# [Required action]
Copy each line of the data below in which the word "Drop" can be found.

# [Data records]
========================================================================
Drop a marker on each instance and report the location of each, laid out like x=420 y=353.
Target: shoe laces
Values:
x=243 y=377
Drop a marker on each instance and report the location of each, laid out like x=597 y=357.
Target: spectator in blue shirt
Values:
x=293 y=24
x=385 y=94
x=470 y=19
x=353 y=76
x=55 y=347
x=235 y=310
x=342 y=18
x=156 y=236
========================================================================
# [Result for this task]
Drop a marker on each instance and report the location of each, laid out like x=420 y=353.
Drop a marker on each instance and report the location of each, laid out like x=597 y=357.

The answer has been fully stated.